Textausschnitt

◇ ◇ ◇ ◇

Grußworte
von Dr. Jürgen Schmude, Bundesminister a.D. und Präses
der Synode der EKD, aus Anlass der Eröffnung der Ausstellung
"Zwangsarbeit in Rheinland und Westfalen 1939 - 1945"
am 22. September 2002 in Hagen
Wer zur Kenntnis
nimmt, wie man früher in Deutschland mit der eigenen Geschichte
umgegangen ist, kann heute Neues entdecken und erleben. Nicht große
Taten in Schlachten und Kriegen werden gerühmt, nicht alte
Ansprüche und Feindschaften werden wachgehalten. Sondern an
selbstverschuldete Gefährdungen denken wir zurück, an
Irrwege und Verbrechen. Das nicht aus Freude am Schrecklichen und
Traurigen. Unsere Erinnerung dient nicht der Vorbereitung neuer
Konflikte. Sondern wir wollen Klarheit schaffen, um unseren Weg
in die Zukunft zu bedenken und zu korrigieren. Und das Gegenteil
von Krieg und Streit ist angesagt: Frieden und Versöhnung mit
Menschen und Völkern, die früher auf der anderen Seite
standen. Zu ihnen suchen wir immer neu Zugang und Verständigung.
Dankbar stellen wir fest, dass wir diese Ziele mit ehrlichem Bemühen
durchweg erreicht haben.
Die Periode, an die diese
Ausstellung erinnert, liegt etwa 60 Jahre zurück. Es war, das
haben selbst Uneinsichtige begreifen müssen, keine rühmliche
Zeit für Deutschland und seine Menschen. Da wäre es doch
verständlich und vielleicht sogar praktisch, wenn man die Dinge
auf sich beruhen lassen würde. Oft genug ist das vorgeschlagen
worden. Aus dem Schatten unserer dunklen Geschichte sollten wir
endlich hervortreten und uns mit ihr nicht länger belasten.

◇ ◇ ◇ ◇

Bereitgestelltes Material
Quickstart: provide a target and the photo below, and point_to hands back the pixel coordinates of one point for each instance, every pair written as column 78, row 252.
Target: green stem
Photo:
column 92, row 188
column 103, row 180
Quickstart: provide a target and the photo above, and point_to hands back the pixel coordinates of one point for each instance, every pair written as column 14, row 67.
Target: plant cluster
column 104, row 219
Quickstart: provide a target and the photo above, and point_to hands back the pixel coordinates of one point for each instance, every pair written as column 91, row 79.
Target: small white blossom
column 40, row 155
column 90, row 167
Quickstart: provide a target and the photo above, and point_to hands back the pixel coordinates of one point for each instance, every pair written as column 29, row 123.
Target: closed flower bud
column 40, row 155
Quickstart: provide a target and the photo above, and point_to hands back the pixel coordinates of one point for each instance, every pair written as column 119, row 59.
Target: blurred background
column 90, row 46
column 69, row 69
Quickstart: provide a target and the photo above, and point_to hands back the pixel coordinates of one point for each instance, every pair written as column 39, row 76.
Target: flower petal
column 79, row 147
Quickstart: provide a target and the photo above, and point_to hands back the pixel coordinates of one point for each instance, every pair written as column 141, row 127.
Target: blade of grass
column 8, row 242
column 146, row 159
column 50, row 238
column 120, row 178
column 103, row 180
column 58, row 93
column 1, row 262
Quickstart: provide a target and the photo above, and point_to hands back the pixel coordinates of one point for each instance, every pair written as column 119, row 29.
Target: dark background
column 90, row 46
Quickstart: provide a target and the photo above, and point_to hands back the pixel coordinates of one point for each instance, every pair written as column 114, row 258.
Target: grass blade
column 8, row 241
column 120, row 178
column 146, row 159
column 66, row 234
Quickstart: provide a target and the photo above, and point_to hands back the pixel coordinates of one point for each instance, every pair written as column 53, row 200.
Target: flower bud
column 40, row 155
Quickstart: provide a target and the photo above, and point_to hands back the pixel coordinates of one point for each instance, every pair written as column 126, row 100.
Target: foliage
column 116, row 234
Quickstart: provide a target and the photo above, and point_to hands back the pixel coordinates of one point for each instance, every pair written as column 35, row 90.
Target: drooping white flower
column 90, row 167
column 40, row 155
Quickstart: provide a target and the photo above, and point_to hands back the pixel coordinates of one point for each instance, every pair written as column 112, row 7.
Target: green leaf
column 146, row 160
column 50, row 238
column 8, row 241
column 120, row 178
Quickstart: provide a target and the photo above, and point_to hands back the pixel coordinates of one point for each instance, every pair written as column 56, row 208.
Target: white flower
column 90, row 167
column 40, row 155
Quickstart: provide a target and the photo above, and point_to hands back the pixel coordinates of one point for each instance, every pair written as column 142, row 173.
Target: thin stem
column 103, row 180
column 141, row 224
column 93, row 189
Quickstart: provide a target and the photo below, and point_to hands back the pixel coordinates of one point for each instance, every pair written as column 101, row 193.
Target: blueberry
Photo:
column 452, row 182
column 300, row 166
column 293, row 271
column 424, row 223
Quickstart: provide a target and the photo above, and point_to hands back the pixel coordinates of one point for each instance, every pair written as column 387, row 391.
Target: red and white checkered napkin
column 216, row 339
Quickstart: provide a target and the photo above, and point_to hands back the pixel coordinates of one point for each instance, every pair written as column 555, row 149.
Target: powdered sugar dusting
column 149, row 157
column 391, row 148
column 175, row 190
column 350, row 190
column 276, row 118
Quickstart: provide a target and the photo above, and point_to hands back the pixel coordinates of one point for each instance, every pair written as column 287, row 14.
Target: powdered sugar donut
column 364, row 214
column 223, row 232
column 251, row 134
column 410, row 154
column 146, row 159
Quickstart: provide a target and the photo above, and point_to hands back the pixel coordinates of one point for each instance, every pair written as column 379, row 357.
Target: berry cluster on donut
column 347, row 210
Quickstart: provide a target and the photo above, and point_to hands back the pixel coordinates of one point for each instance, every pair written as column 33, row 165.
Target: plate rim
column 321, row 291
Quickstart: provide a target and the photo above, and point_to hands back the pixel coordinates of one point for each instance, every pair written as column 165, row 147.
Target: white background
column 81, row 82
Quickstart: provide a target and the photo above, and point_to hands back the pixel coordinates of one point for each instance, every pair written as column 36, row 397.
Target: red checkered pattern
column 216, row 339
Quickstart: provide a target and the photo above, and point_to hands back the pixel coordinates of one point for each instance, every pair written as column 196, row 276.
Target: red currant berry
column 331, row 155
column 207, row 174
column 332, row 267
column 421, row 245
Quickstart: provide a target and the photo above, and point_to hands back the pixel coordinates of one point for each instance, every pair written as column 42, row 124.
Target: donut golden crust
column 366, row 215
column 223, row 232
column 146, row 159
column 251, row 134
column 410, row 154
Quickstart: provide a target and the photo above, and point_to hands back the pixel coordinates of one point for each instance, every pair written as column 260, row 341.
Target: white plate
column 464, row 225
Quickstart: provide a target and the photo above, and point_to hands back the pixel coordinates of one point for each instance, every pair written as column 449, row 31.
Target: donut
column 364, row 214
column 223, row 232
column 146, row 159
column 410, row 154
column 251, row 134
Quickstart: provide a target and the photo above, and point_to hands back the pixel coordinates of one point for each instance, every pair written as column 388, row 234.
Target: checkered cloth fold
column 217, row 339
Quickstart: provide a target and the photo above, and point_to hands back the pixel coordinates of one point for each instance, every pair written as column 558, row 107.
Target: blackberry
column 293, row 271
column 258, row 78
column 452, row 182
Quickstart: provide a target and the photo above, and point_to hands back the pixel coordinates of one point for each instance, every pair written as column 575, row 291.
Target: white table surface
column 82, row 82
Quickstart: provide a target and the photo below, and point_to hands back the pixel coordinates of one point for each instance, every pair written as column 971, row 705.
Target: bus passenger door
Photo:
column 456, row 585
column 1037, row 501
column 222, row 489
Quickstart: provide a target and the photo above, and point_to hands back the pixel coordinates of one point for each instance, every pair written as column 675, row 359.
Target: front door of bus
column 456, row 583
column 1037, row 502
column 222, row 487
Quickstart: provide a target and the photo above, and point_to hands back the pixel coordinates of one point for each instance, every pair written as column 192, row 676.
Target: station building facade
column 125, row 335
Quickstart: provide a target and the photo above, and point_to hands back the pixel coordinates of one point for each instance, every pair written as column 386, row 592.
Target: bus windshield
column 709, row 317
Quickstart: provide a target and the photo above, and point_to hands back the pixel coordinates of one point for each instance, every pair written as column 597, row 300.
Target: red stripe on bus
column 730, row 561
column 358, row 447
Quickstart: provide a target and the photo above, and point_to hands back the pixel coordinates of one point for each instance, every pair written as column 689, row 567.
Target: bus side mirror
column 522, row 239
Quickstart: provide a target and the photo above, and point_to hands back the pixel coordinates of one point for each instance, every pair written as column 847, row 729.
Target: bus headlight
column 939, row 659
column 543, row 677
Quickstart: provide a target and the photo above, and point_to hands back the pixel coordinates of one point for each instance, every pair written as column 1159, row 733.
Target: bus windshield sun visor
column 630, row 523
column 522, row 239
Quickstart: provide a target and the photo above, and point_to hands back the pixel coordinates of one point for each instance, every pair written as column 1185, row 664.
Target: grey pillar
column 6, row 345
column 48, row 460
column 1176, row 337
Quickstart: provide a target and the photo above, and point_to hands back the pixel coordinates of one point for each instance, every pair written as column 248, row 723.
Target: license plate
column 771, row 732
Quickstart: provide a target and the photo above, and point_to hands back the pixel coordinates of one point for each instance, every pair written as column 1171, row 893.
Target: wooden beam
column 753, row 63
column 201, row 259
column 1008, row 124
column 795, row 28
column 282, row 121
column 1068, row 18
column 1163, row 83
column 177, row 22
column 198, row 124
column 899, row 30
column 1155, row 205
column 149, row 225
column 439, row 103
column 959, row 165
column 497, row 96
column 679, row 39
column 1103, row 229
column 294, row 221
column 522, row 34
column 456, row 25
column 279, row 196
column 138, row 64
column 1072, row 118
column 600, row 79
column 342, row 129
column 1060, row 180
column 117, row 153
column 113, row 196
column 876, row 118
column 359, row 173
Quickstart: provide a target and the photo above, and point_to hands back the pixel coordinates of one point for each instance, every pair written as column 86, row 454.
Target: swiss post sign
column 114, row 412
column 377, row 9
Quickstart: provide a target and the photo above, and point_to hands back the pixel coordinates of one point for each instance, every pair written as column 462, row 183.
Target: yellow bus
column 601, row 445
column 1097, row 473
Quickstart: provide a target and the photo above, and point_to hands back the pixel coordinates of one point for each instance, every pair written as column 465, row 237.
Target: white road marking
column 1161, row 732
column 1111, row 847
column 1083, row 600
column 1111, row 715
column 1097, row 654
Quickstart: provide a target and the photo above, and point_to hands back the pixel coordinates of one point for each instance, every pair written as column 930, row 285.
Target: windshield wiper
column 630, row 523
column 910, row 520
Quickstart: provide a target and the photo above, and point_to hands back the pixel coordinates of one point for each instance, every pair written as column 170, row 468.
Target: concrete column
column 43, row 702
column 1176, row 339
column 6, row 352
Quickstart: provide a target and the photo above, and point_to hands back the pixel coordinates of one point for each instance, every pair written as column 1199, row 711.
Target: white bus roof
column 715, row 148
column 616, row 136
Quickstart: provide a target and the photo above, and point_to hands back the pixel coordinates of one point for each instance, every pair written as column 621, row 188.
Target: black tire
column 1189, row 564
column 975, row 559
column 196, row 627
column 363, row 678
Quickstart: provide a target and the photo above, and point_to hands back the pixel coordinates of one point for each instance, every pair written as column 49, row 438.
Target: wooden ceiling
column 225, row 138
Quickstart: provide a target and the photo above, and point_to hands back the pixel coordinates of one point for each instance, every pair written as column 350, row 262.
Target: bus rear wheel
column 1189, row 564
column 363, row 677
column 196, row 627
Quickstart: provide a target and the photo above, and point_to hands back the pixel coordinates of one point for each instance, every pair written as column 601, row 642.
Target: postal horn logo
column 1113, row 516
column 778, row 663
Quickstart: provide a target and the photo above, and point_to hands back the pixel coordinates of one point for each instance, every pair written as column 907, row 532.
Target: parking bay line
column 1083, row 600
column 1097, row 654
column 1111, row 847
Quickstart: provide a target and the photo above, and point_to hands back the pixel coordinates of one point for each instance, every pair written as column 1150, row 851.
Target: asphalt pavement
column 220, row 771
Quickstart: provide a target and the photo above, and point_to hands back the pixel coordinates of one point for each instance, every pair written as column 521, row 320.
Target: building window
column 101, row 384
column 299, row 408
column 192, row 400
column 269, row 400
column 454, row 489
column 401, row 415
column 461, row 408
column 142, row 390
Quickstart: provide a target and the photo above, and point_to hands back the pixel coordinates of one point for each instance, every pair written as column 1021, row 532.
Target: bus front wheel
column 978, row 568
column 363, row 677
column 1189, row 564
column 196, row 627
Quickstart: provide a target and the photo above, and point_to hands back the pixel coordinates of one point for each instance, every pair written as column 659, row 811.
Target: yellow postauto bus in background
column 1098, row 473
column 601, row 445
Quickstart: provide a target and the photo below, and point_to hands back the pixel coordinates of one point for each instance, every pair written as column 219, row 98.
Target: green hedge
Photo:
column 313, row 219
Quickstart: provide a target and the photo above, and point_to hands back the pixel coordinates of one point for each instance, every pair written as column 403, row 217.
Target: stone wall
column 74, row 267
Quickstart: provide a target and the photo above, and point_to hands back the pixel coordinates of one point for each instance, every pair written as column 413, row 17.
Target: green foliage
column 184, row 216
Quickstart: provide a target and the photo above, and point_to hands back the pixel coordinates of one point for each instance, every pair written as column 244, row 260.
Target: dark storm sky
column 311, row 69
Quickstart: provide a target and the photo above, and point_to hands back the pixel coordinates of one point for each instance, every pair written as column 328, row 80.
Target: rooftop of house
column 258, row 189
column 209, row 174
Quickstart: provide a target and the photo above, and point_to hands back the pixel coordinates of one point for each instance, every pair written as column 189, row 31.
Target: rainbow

◇ ◇ ◇ ◇

Aufgabe A
Bearbeite bitte den Textausschnitt, indem du alles von „am 22. September“ bis hinunter zu „Zugang und Verständigung.“ wiedergibst und dabei „Versöhnung“ durch „Aussöhnung“ ersetzt.
Aufgabe B
Entscheide für jede Aussage, ob sie mit dem Textausschnitt übereinstimmt, und belege dein Ja oder Nein mit den entscheidenden Worten daraus. (i) Die Ausstellung wurde am 22. September 2002 in Hagen eröffnet. (ii) Die Erinnerung soll der Vorbereitung neuer Konflikte dienen. (iii) Die Periode, an die die Ausstellung erinnert, liegt etwa 60 Jahre zurück.
Aufgabe C
Erkläre laut Textausschnitt in ein bis drei Sätzen, wozu an Irrwege und Verbrechen zurückgedacht wird.
Für die Bearbeitung spielen die Einträge keine Rolle.

Lösung A
am 22. September 2002 in Hagen
Wer zur Kenntnis
nimmt, wie man früher in Deutschland mit der eigenen Geschichte
umgegangen ist, kann heute Neues entdecken und erleben. Nicht große
Taten in Schlachten und Kriegen werden gerühmt, nicht alte
Ansprüche und Feindschaften werden wachgehalten. Sondern an
selbstverschuldete Gefährdungen denken wir zurück, an
Irrwege und Verbrechen. Das nicht aus Freude am Schrecklichen und
Traurigen. Unsere Erinnerung dient nicht der Vorbereitung neuer
Konflikte. Sondern wir wollen Klarheit schaffen, um unseren Weg
in die Zukunft zu bedenken und zu korrigieren. Und das Gegenteil
von Krieg und Streit ist angesagt: Frieden und Aussöhnung mit
Menschen und Völkern, die früher auf der anderen Seite
standen. Zu ihnen suchen wir immer neu Zugang und Verständigung.

Lösung B
(i) Ja: „aus Anlass der Eröffnung der Ausstellung“ … „am 22. September 2002 in Hagen“
(ii) Nein: „Unsere Erinnerung dient nicht der Vorbereitung neuer Konflikte.“
(iii) Ja: „liegt etwa 60 Jahre zurück“

Lösung C
Das geschieht nicht aus Freude am Schrecklichen und Traurigen und nicht, um neue Konflikte vorzubereiten. Vielmehr soll Klarheit geschaffen werden, um den eigenen Weg in die Zukunft zu bedenken und zu korrigieren.